◆ **Source text**

Any New Hampshire driver who drives or operates a motorized vehicle in the state of New Hampshire has given their implied consent to submit to a chemical test if they are arrested for a New Hampshire DUI. Chemical testing can include a test of the driver’s blood, breath or urine and may be administered by a law enforcement officer.

Prior to the chemical test the officer should notify the driver of their right to additional DUI testing and the consequences of a refusal to submit to the test. If the driver refuses to submit to the chemical testing this information can be used as admissible evidence in the New Hampshire driver’s DUI case.

What if the driver is either unconscious or unable to refuse the test? According to New Hampshire state law they are “deemed to not have withdrawn consent to chemical testing.”

Refusing a New Hampshire Chemical Test after a DUI Arrest

Drivers who refuse the chemical test will not be forced to take the chemical test but their license will be suspended. See below for more information.

First DUI Offense refusal

The driver may have their license suspended automatically for 180 days. If the driver was a commercial driver their license is automatically suspended for one year.

Refusal with prior DWI Conviction or Refusal

The driver may have their license suspended for 2 years. If the driver was a commercial driver their license is automatically suspended for 10 years.

Administrative License Suspension Process

After the chemical test refusal, the officer will serve notice of the suspension to the driver. The suspension will take effect 30 days from the date of the arrest. The driver will have their license confiscated by the police officer and it will be sent, with the DUI arrest report, to the department.

The driver should be issued a temporary license permit which will allow them to drive for 30 days.

Challenging the Administrative License Suspension

So can a driver challenge the Administrative License Suspension? Yes, the driver can request an administrative hearing to fight the license suspension. All requests for hearings must be done in writing within 30 days from the date of the notice of suspension. The letter for the hearing should detail why the suspension should be revoked. If the driver fails to make the hearing request in time, they lose their right to challenge the suspension.

If the administrative hearing is granted the hearing is generally held within 20 days after the request filing. Drivers may indicate whether or not they would like for the arresting officer to be present. If the officer is required to attend the hearing but does not appear, without good cause, the case may be dismissed and the order rescinded. Drivers must appear at the hearing or their license will be automatically suspended, without consideration.

◆ **Dataset content**

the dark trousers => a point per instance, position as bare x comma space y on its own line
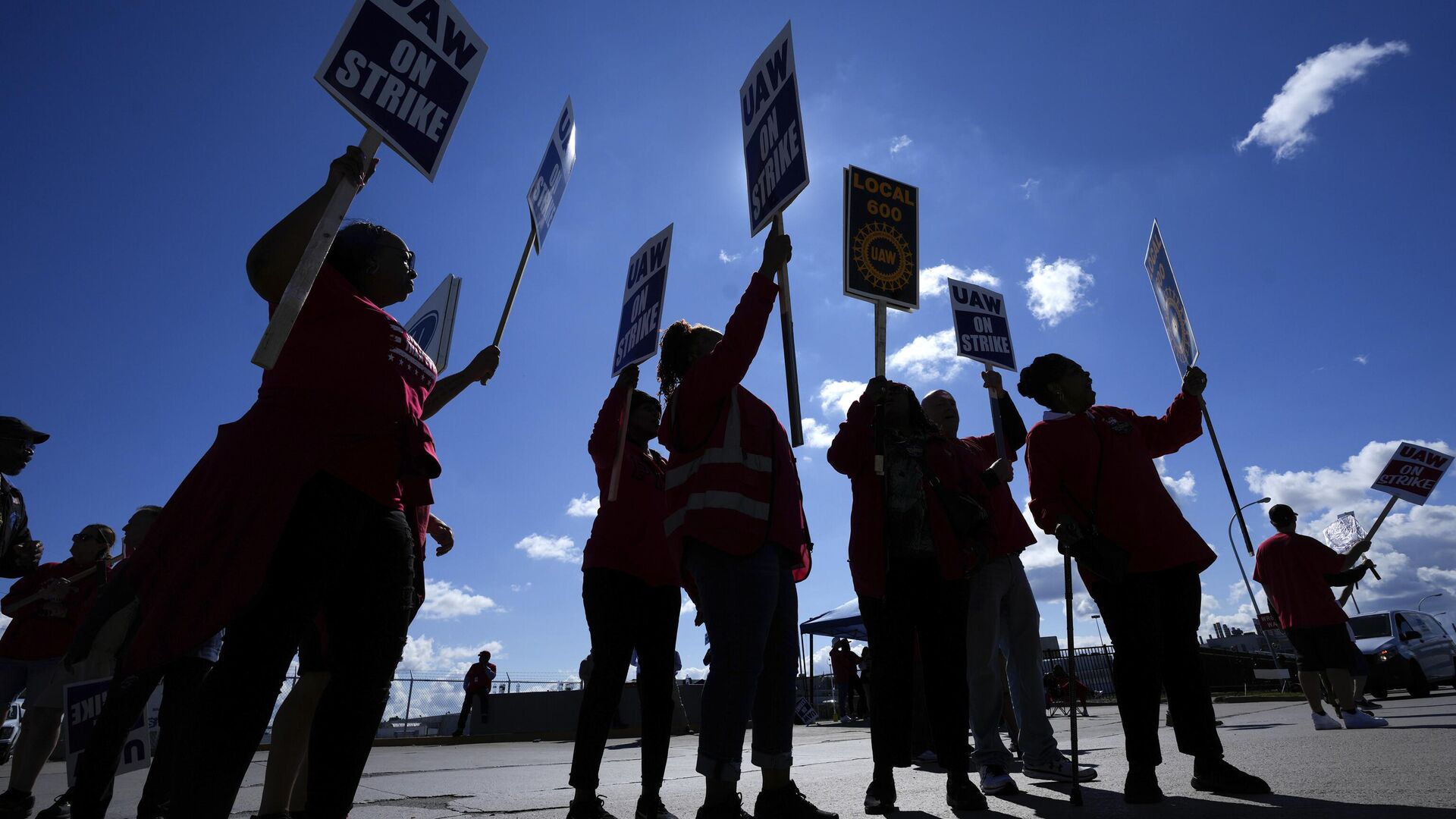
625, 614
1153, 623
354, 560
126, 703
918, 605
484, 695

◆ **Task brief**
Extend the text on New Hampshire's implied consent law for chemical testing, picking up after its final sentence. The listing plays no part in what follows.

◆ **Exercise output**
What is the court considering in a New Hampshire Administrative License Suspension?

The issues the court will consider are limited to the following issues:

(a) Whether the officer had reasonable grounds to believe the arrested person had been driving, attempting to drive, or was in actual physical control of a vehicle, boat, or OHRV while under the influence of intoxicating liquor, narcotics, or drugs;

(b) The facts upon which the reasonable grounds to believe such are based;

(c) Whether the person had been arrested;

(d) Whether the person has refused to submit to the test upon the request of the law enforcement officer or whether a properly administered test or tests disclosed an alcohol concentration of 0.08 or more (or 0.02 or more if under 21);

(e) Whether the officer informed the arrested person of his or her right to have a similar test or tests conducted by a person of his or her own choosing; and

(f) Whether the officer informed the arrested person of the fact that refusal to permit the test would result in suspension of his or her license or driving privilege and that testing above the alcohol concentration level would also result in suspension.

Following the hearing the examiner will issue their recommendation for whether the driver’s license should be suspended or not. The recommendation is considering binding unless the driver files an appeal within 10 days. If an appeal is made by either the driver or law enforcement a review will done by a director who will make their determination within 10 days which will either grant a new hearing or affirm the previous ruling by the examiner.